D Da docente, pensi che esista un filo rosso che unisce tutto la storia del jazz dal primigenio ragtime alle ultimissime avavnguardie?
R La musica jazz ha determinate caratteristiche che sono armonia, ritmo, melodia e un certo tipo di colori che provengono dalla musica africana. Oggi non sento molto spesso quelle sonorità, quando vado a sentire i concerti sento più della roba con radici popolari europee. Bella musica per carità, non stiamo facendo un discorso di questo. La musica buona è buona qualsiasi essa sia. Però il jazz ha delle caratteristiche che lo rendono tale. E per me senza queste caratteristiche non si può usare questa parola. Per me non esiste jazz italiano o francese o tedesco, il jazz è il jazz. Ci i sono degli italiani che lo sanno suonare molto bene sì che ci siano dei francesi, dei tedeschi, dei portoghesi, degli spagnoli eccetera. Esiste quella cosa che ha determinate caratteristiche…
D Cosa distingue l’approccio degli afroamericani da noi europei?
R Penso che sia la chiesa. Il fatto di aver frequentato la chiesa ha un’influenza fondamentale. Se ascoltiamo Cedar Walton ad esempio o Herbie Hancock, senti proprio chiaramente l’influenza della chiesa. Adesso le cose sono un po’ cambiate, molti giovani non vanno più in chiesa; infatti, nella musica si sente questa cosa. Una volta c’era una differenza più netta nel linguaggio ed approccio fra un jazzista nero americano e un musicista bianco, non era una cosa negativa. Potevi definire i musicisti automaticamente, da quelli che provenivano da un background più anglosassone o ebraico. Era una cosa bellissima. Oggi i musicisti suonano tutti allo stesso modo più o meno. Perché nessuno va più in chiesa. Dal punto di vista del ritmo forse c’è ancora qualcosa di diverso, perché comunque il ritmo fa parte della cultura americana. Non solo nel jazz ma anche nel rock o nel funk. Io credo anche che la musica debba essere completamente apolitica nel senso che non esiste il fatto che un musicista che ha un una certa fede politica non suoni in certi posti.

## VOCI DEL DATASET
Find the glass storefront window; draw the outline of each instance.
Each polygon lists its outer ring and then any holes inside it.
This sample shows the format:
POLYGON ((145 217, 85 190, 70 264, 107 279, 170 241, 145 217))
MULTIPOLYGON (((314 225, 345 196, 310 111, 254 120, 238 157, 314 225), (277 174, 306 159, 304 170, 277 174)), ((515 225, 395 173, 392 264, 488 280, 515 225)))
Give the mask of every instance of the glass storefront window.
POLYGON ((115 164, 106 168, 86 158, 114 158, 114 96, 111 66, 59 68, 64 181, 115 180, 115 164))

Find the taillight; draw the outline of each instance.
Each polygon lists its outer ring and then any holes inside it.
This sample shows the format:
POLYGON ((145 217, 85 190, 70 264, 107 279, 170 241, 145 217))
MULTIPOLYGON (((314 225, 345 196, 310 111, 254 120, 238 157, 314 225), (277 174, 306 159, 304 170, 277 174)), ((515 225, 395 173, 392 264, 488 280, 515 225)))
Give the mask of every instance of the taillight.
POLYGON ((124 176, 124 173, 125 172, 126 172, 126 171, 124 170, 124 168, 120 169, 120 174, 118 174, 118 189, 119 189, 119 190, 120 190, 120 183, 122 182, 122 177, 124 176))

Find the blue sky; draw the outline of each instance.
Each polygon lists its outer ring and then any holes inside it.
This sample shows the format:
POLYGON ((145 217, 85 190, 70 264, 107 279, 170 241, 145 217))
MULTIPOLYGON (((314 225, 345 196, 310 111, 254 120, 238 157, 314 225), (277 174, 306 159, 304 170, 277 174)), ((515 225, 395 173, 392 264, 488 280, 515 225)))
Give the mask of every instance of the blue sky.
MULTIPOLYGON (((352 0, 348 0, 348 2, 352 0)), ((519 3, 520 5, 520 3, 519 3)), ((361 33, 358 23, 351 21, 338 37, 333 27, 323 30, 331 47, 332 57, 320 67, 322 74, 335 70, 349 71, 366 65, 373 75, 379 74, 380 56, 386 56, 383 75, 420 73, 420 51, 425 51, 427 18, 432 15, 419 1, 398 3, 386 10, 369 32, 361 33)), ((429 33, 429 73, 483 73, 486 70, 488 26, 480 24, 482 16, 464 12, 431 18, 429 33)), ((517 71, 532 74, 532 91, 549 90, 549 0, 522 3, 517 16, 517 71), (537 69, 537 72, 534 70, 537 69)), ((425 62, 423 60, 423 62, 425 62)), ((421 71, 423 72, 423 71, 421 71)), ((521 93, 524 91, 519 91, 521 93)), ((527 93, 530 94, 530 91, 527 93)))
---
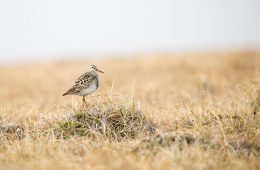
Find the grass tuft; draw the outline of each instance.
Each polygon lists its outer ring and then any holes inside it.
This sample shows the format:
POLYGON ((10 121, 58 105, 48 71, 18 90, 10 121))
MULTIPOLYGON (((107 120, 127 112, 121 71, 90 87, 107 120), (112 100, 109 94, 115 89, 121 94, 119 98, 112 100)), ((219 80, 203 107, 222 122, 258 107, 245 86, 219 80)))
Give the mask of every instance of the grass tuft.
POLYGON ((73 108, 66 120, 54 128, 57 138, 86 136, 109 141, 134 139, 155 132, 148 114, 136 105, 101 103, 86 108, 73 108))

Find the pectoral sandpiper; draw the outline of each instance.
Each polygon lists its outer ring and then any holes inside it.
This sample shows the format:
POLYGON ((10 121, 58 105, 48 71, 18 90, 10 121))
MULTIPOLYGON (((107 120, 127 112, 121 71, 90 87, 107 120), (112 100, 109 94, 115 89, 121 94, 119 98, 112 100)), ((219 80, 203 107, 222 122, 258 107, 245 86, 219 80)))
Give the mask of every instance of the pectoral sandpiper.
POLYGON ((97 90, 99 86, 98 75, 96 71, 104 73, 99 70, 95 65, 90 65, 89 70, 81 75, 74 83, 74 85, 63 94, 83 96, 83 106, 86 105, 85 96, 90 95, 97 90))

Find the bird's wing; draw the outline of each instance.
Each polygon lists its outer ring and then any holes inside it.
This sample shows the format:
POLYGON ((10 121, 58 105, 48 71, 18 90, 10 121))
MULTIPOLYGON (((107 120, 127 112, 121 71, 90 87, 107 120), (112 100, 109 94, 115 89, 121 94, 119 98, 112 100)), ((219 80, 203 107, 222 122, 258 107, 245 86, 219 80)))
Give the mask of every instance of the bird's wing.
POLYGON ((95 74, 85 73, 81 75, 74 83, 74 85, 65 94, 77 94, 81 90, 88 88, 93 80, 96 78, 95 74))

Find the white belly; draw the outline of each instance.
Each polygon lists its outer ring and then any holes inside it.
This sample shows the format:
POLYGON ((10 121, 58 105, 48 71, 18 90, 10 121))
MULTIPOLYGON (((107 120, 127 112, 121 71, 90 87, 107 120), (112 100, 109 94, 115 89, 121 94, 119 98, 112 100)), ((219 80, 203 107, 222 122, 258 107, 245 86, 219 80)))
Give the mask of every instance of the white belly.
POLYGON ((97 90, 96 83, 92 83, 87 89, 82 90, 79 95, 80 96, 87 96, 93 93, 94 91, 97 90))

## ATTIVITÀ PROPOSTE
1. Stabilisci se le affermazioni (a), (b) e (c) concordano con l'intervista sul jazz. Per ciascuna rispondi sì o no e cita esattamente le parole dell'intervista che lo decidono. (a) Secondo chi risponde, esiste un jazz italiano distinto da quello francese o tedesco. (b) Chi risponde attribuisce alla frequentazione della chiesa un'influenza fondamentale. (c) Chi risponde sostiene che oggi i musicisti suonano tutti in modo molto diverso tra loro.
2. Trascrivi fedelmente il passo dell'intervista sul jazz da "R La musica" a "da noi europei?".

## RISULTATI DELL'ESERCIZIO
1.
(a) No: "Per me non esiste jazz italiano o francese o tedesco, il jazz è il jazz."
(b) Sì: "Il fatto di aver frequentato la chiesa ha un’influenza fondamentale."
(c) No: "Oggi i musicisti suonano tutti allo stesso modo più o meno."

2.
R La musica jazz ha determinate caratteristiche che sono armonia, ritmo, melodia e un certo tipo di colori che provengono dalla musica africana. Oggi non sento molto spesso quelle sonorità, quando vado a sentire i concerti sento più della roba con radici popolari europee. Bella musica per carità, non stiamo facendo un discorso di questo. La musica buona è buona qualsiasi essa sia. Però il jazz ha delle caratteristiche che lo rendono tale. E per me senza queste caratteristiche non si può usare questa parola. Per me non esiste jazz italiano o francese o tedesco, il jazz è il jazz. Ci i sono degli italiani che lo sanno suonare molto bene sì che ci siano dei francesi, dei tedeschi, dei portoghesi, degli spagnoli eccetera. Esiste quella cosa che ha determinate caratteristiche…
D Cosa distingue l’approccio degli afroamericani da noi europei?